'''

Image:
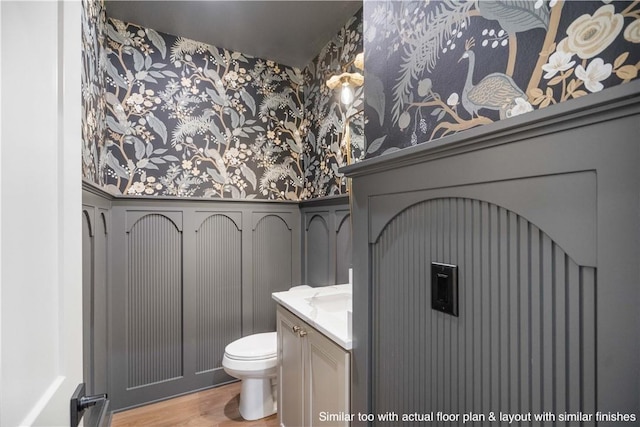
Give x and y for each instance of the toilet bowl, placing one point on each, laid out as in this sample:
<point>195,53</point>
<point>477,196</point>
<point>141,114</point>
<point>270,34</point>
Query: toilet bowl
<point>253,360</point>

'''

## WHAT THE TASK ASKS
Output the listing above as a Markdown table with the columns No. and Line, one row per line, skipping blank lines. Leave the pictures out.

## RESPONSE TO THE EXERCISE
| No. | Line |
|---|---|
| 1 | Image: |
| 2 | Give x and y for each instance of the toilet bowl, placing one point on each, laid out as in this sample: |
| 3 | <point>195,53</point> |
| 4 | <point>477,196</point> |
| 5 | <point>141,114</point> |
| 6 | <point>270,34</point> |
| 7 | Query: toilet bowl |
| 8 | <point>253,360</point> |